Display each line of the entries below that includes the string "hazy".

::::::::::

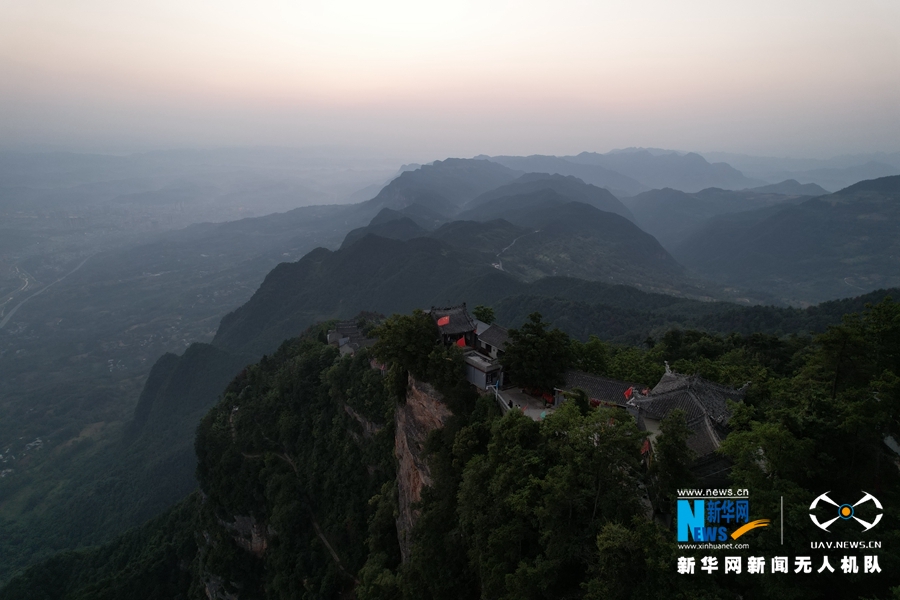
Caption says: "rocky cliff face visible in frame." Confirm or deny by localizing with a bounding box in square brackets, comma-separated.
[394, 377, 452, 562]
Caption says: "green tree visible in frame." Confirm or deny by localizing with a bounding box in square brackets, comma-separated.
[572, 335, 610, 375]
[650, 408, 696, 513]
[372, 309, 438, 379]
[472, 304, 497, 324]
[500, 313, 572, 391]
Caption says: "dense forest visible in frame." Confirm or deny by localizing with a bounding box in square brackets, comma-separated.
[0, 299, 900, 599]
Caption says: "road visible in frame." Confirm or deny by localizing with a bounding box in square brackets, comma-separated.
[0, 254, 94, 329]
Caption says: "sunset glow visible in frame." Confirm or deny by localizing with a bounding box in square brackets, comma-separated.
[0, 0, 900, 154]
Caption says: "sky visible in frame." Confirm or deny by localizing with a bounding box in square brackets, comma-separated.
[0, 0, 900, 160]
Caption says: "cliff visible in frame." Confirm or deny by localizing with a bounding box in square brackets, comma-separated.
[394, 376, 452, 562]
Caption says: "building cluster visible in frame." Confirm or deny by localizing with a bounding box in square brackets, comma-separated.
[428, 304, 746, 485]
[327, 321, 375, 356]
[427, 303, 509, 391]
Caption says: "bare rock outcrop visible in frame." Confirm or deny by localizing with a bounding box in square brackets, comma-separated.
[394, 377, 452, 562]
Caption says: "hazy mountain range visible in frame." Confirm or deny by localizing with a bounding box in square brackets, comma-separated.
[0, 150, 900, 592]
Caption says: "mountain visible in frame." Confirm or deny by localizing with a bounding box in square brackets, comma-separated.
[429, 219, 532, 255]
[772, 161, 900, 190]
[628, 188, 805, 251]
[464, 173, 634, 221]
[750, 179, 828, 196]
[341, 208, 428, 248]
[702, 152, 900, 182]
[359, 158, 521, 215]
[484, 154, 648, 196]
[565, 150, 763, 192]
[7, 288, 900, 600]
[675, 176, 900, 303]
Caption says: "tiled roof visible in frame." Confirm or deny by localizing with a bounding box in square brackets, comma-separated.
[478, 325, 509, 350]
[429, 304, 475, 335]
[633, 372, 744, 426]
[628, 372, 745, 457]
[563, 371, 648, 406]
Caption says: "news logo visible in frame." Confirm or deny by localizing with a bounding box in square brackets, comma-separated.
[676, 497, 770, 543]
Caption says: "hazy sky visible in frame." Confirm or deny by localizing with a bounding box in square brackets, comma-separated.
[0, 0, 900, 159]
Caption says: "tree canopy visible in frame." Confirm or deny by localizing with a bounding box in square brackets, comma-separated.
[500, 312, 573, 392]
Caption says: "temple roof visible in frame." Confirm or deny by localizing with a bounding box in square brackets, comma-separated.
[562, 371, 648, 406]
[628, 370, 745, 457]
[428, 303, 475, 335]
[478, 325, 509, 350]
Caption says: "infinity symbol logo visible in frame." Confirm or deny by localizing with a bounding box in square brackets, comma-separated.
[809, 491, 884, 533]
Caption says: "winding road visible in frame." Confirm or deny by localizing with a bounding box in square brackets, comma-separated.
[0, 254, 94, 329]
[491, 229, 541, 271]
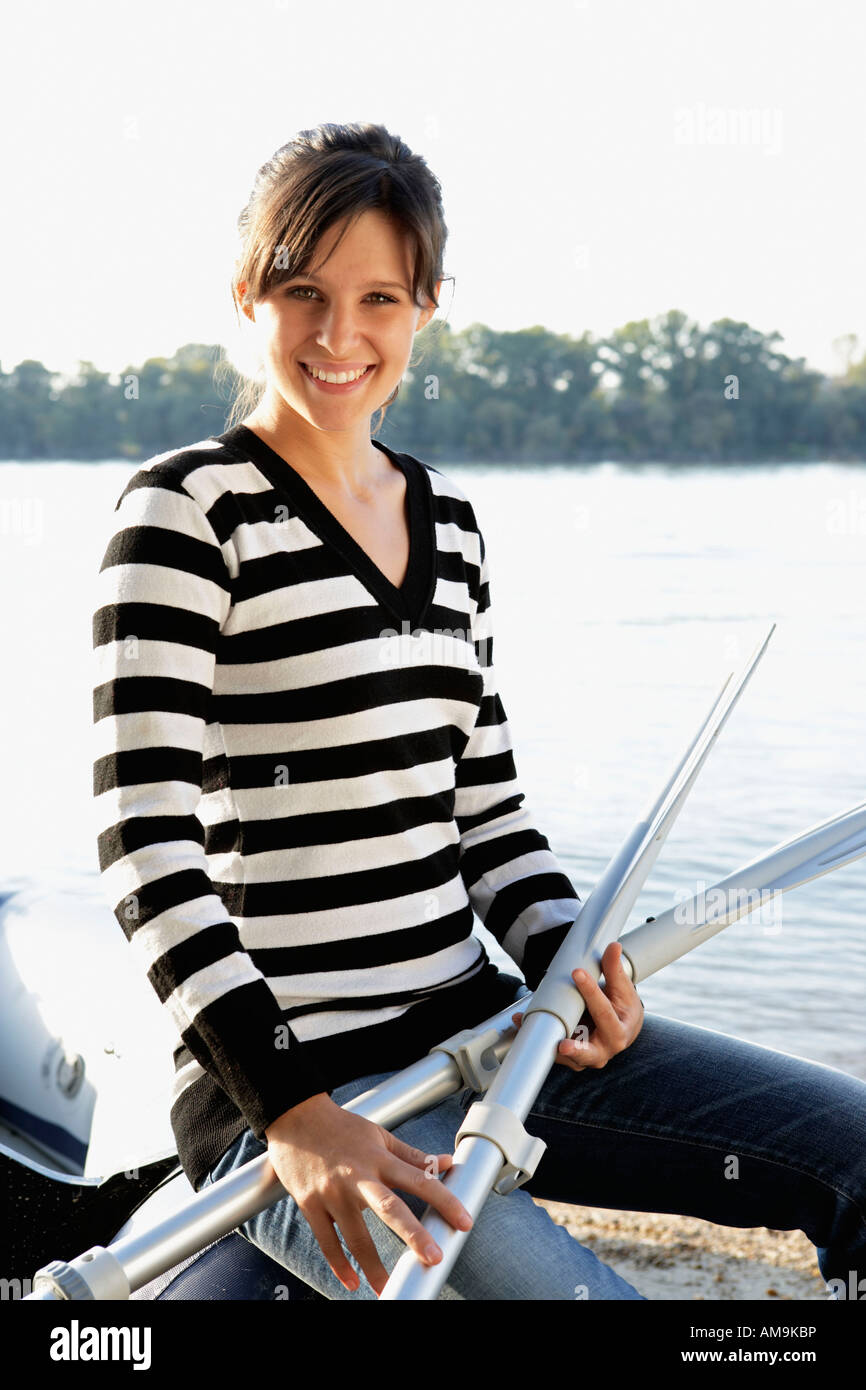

::::::::::

** Answer **
Caption says: "hazy mountain range visible in frame." Confirm or deny by localizing with a bounding box in square brackets, comma-separated.
Caption says: "hazy sky visible in frame." Confirm or deny by localizing with a bounding box in square brackets, comma-separated.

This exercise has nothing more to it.